EXERCISE DIRECTIONS
The reply should hold every line of the data, unchanged and complete.
RECORDS SUPPLIED below:
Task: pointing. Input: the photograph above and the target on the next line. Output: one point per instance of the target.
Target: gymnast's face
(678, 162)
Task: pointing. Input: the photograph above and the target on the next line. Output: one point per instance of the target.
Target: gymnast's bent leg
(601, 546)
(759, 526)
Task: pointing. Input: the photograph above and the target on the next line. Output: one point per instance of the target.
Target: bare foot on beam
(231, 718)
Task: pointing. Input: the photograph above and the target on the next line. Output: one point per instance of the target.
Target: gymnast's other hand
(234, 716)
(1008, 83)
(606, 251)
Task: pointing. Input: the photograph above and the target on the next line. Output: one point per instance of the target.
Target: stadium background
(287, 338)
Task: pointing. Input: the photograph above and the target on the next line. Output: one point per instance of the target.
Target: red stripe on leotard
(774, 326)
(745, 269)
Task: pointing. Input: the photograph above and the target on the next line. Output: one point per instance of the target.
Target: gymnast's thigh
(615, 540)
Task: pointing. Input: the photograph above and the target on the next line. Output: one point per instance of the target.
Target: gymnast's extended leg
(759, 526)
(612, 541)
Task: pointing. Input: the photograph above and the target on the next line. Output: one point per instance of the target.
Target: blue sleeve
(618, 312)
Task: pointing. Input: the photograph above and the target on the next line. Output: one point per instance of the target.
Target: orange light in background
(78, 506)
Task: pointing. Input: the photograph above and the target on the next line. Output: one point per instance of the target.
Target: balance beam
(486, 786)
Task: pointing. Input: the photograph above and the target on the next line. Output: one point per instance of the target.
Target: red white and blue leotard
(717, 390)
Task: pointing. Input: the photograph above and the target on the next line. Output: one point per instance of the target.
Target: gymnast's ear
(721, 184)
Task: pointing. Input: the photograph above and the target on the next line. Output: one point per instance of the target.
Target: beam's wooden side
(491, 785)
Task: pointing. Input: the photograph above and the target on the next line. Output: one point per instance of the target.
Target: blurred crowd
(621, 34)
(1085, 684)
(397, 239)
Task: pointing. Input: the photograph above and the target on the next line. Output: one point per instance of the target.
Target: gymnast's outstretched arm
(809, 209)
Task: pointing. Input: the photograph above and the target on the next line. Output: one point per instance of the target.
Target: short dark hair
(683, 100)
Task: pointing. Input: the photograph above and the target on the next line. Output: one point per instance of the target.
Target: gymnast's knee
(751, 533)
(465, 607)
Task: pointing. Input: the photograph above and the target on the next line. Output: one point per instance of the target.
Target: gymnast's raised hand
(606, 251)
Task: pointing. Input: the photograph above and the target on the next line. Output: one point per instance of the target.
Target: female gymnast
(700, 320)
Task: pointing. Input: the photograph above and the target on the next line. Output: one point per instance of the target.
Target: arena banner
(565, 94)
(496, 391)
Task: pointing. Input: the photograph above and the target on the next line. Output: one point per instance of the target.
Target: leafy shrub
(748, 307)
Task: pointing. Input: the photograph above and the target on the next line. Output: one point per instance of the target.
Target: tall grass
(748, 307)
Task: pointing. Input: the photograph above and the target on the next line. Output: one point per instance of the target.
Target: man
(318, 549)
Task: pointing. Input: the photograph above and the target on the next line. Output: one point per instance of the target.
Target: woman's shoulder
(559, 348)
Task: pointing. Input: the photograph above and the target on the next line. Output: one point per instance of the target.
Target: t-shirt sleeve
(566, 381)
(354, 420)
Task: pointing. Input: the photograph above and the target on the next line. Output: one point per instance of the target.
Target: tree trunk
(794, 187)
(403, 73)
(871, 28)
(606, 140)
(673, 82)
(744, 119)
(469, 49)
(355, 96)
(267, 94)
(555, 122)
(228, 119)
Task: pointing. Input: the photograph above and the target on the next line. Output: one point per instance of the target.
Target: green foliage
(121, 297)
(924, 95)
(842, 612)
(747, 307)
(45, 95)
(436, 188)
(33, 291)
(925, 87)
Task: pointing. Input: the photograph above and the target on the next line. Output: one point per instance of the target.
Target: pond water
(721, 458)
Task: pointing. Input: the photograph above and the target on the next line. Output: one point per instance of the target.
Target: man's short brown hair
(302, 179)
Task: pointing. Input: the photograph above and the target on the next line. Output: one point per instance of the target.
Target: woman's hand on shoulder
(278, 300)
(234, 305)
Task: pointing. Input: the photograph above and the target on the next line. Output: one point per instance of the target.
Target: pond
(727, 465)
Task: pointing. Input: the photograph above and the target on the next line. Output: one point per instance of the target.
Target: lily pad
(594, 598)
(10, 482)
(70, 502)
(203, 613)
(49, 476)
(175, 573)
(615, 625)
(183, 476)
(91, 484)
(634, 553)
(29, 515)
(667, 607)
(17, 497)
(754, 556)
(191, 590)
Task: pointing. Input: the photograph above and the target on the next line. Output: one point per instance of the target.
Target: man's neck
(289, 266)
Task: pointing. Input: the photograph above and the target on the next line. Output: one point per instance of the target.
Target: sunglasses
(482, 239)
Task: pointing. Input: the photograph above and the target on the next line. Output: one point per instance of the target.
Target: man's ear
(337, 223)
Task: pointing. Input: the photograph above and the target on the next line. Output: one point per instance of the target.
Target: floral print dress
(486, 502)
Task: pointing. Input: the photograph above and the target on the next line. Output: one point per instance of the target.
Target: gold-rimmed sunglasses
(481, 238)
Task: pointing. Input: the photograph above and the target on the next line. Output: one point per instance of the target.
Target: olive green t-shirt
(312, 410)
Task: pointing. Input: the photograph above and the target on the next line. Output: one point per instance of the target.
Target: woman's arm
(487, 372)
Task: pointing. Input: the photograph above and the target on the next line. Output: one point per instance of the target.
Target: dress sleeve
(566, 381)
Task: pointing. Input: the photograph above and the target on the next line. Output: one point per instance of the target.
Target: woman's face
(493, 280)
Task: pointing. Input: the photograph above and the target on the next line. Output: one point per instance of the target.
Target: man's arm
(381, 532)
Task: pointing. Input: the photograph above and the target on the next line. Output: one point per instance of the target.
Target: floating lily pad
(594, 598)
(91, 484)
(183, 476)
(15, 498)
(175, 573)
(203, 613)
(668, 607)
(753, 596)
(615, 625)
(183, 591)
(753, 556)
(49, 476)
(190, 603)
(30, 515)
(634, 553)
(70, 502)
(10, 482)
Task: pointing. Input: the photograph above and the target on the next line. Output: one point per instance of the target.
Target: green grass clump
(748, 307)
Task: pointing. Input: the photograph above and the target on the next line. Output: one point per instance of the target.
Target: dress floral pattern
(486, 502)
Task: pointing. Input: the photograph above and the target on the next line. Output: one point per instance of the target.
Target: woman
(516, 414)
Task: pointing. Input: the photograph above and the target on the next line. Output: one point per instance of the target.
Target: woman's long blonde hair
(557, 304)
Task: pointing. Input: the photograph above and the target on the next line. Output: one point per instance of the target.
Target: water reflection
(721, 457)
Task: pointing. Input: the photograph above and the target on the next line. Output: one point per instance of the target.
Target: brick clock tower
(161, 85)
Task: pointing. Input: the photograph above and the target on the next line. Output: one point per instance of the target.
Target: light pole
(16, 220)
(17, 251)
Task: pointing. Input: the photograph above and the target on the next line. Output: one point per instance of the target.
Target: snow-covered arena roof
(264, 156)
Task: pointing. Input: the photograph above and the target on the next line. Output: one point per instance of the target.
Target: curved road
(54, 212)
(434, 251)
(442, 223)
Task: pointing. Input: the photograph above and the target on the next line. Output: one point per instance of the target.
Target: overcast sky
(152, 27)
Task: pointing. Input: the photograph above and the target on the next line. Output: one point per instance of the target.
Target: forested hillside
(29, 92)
End of RECORDS SUPPLIED.
SOLUTION FOR THIS PROBLEM
Task: pointing. Input: the photograph above and the target on the next line. Output: one point per instance of the target.
Target: gymnast's face
(678, 162)
Task: pointing. Input: the photograph above and the target on the next line. Output: one point per instance of the target.
Target: gymnast's bent leg
(601, 546)
(759, 526)
Task: pointing. Input: the photograph above and the target on the next line. Output: one point per instance of the target.
Target: bare foot on beam
(231, 718)
Task: pointing. Input: the photograph above and the target on the next line. Output: one point per instance of the target.
Target: gymnast's other hand
(234, 716)
(1008, 83)
(606, 251)
Task: pointing. Input: the photograph above and the target on the next line. Output: one point per instance of the target.
Target: stadium background
(287, 338)
Task: pointing. Input: the photograph above and the target on the next line. Output: one point per instance of the target.
Target: red stripe on leotard
(774, 326)
(745, 269)
Task: pointing. Input: the photograph above and the target on the next line. Output: one point per instance of the target.
Target: gymnast's thigh
(615, 540)
Task: pointing. Input: the photograph above and the target on the next line. Output: one point per instance of the target.
Target: gymnast's extended leg
(759, 526)
(612, 541)
Task: pointing. Input: the photograph above and the target on the next line. Output: one point per instance of the target.
Target: blue sleeve
(618, 312)
Task: pointing. Input: the photograph above and the target on the next line. Output: one point per instance of the target.
Target: orange light in background
(78, 506)
Task: pointing. Input: the photograph above and the target on the next line. Output: one point per instance of the target.
Target: balance beam
(486, 786)
Task: pointing. Input: the photograph above and the target on the next line. Output: one point per instance of the target.
Target: red white and blue leotard
(717, 390)
Task: pointing. Input: the photograph above and the target on the next line. Output: one point per instance of the target.
Target: gymnast's ear
(721, 184)
Task: pointing. Input: the photograph above and the target on the next line. Output: one point per instance of the target.
Target: beam's wooden side
(491, 785)
Task: pointing. Input: the photograph above and the target on the next line. Output: one point per instance of the target.
Target: blurred crowd
(621, 34)
(1085, 684)
(397, 239)
Task: pointing. Input: the photograph above and the target on the next line. Output: one point per instance of the target.
Target: gymnast's outstretched arm
(809, 209)
Task: pointing. Input: the photograph above and the target on the next line. Output: one point per instance of the target.
Target: short dark hair
(683, 100)
Task: pointing. Input: the photograph above and the target on the next line. Output: one point per instance of the target.
Target: gymnast's knee
(751, 533)
(465, 607)
Task: pointing. Input: the photograph above and the target on the next line. Output: one point per instance of the target.
Target: gymnast's raised hand
(606, 251)
Task: pointing. Input: the photograph above and the target on the next line. Output: one point per instance of the target.
Target: female gymnast
(700, 320)
Task: pointing. Input: the photograph above and the target on the next line. Output: one point per instance of the target.
Target: arena banner
(565, 94)
(496, 391)
Task: pointing. Input: the photograph above and the target on the next line. Output: one point per instance of the target.
Target: leafy shrub
(748, 307)
Task: pointing. Input: the photograph above and the target on the next line. Output: one point per instance of the target.
Target: tall grass
(748, 307)
Task: pointing. Input: the photograph above and the target on the next line. Output: one point per instance of the target.
Target: man
(318, 549)
Task: pointing. Input: the photograph above and the target on the next line. Output: one point per instance of the target.
Target: woman's shoulder
(559, 348)
Task: pointing. Input: the photograph above and the target on the next line. Output: one point per instance of the target.
Target: t-shirt sleeve
(566, 381)
(354, 420)
Task: pointing. Input: the photograph above and the target on the next line. Output: one point per instance of the target.
Target: tree trunk
(794, 187)
(403, 73)
(871, 28)
(606, 140)
(673, 82)
(744, 119)
(469, 49)
(355, 96)
(267, 94)
(555, 122)
(228, 119)
Task: pointing. Input: the photograph above and the target on the next line. Output: one point per instance of the target.
Target: green foliage
(121, 297)
(924, 95)
(842, 612)
(747, 307)
(45, 95)
(436, 188)
(33, 291)
(925, 87)
Task: pointing. Input: the photograph above and the target on the next line. Output: one point per instance of the target.
Target: pond water
(721, 458)
Task: pointing. Input: the photograph above and the target on the next line. Output: one point per instance of the target.
Target: man's short brown hair
(302, 179)
Task: pointing. Input: the photograph above and the target on the next line. Output: one point per instance of the target.
Target: woman's hand on shoulder
(278, 300)
(234, 305)
Task: pointing. Input: the photograph above and the target on the next line. Output: one point per instance of the target.
Target: pond
(727, 465)
Task: pointing. Input: the photograph above and the target on the next line. Output: one point per instance of the target.
Target: lily pad
(594, 598)
(10, 482)
(70, 502)
(203, 613)
(49, 476)
(175, 573)
(615, 625)
(183, 476)
(91, 484)
(634, 553)
(29, 515)
(667, 607)
(17, 497)
(754, 556)
(191, 590)
Task: pointing. Input: the photograph above and the target on the next line. Output: one point per instance of the target.
Target: man's neck
(289, 266)
Task: pointing. Input: the photograph above and the target on the next line. Output: one point per instance of the target.
Target: sunglasses
(482, 239)
Task: pointing. Input: the photograph above and the target on the next line. Output: one point per instance of the target.
Target: man's ear
(337, 223)
Task: pointing. Input: the photograph above and the target on the next line. Output: one point per instance of the target.
Target: floral print dress
(486, 502)
Task: pointing. Input: the photograph above and the target on the next line. Output: one point per instance of the target.
Target: gold-rimmed sunglasses
(481, 238)
Task: pointing. Input: the photograph above and the target on the next line. Output: one point per instance of the target.
Target: olive green t-shirt
(312, 410)
Task: pointing. Input: the photograph above and the target on the next line. Output: one point per instance of the target.
Target: woman's arm
(487, 372)
Task: pointing. Input: the photograph above and the target on the next line. Output: one point per instance of the target.
Target: dress sleeve
(566, 381)
Task: pointing. Input: the photograph above and the target on the next line. Output: one point per instance of the target.
Target: woman's face
(493, 280)
Task: pointing. Input: the photograph above and the target on the next line. Output: one point per instance of the target.
Target: man's arm
(381, 532)
Task: pointing. Input: the photograph above and the target on the next line. Output: one point per instance of the target.
Target: floating lily pad
(594, 598)
(91, 484)
(183, 476)
(15, 498)
(175, 573)
(203, 613)
(668, 607)
(753, 596)
(615, 625)
(183, 591)
(753, 556)
(49, 476)
(190, 603)
(30, 515)
(634, 553)
(70, 502)
(10, 482)
Task: pointing. Input: the photograph above and the target on the next line. Output: one point per instance of the target.
Target: green grass clump
(748, 307)
Task: pointing. Input: the photograph above and the target on the next line. Output: one point per instance of the target.
Target: dress floral pattern
(486, 502)
Task: pointing. Input: the photograph above and the target on the next line. Output: one point per instance of the target.
Target: woman
(516, 414)
Task: pointing. Input: the photograph above and the target on the next line. Output: one point per instance of the target.
Target: woman's long blonde hair
(557, 304)
Task: pointing. Input: the photograph above and the target on the next line. Output: one point per instance of the target.
Target: water reflection
(721, 457)
Task: pointing. Input: the photograph above and the target on the next line. Output: one point per instance of the target.
Target: brick clock tower
(161, 85)
Task: pointing. Input: the photograph above and the target on the next line. Output: one point per instance of the target.
Target: light pole
(16, 220)
(17, 251)
Task: pointing. Input: the photograph above and the target on the next line. Output: one point per instance of the target.
Target: snow-covered arena roof
(264, 156)
Task: pointing. Input: the photograph above and the target on the next line. Output: one point per instance of the target.
Target: curved road
(54, 212)
(434, 251)
(442, 223)
Task: pointing. Input: the photograph above and the target on the next line. Output: one point per instance of the target.
Target: overcast sky
(152, 27)
Task: pointing. Input: the photograph above and the target on the next line. Output: one point per instance of the target.
Target: forested hillside
(29, 92)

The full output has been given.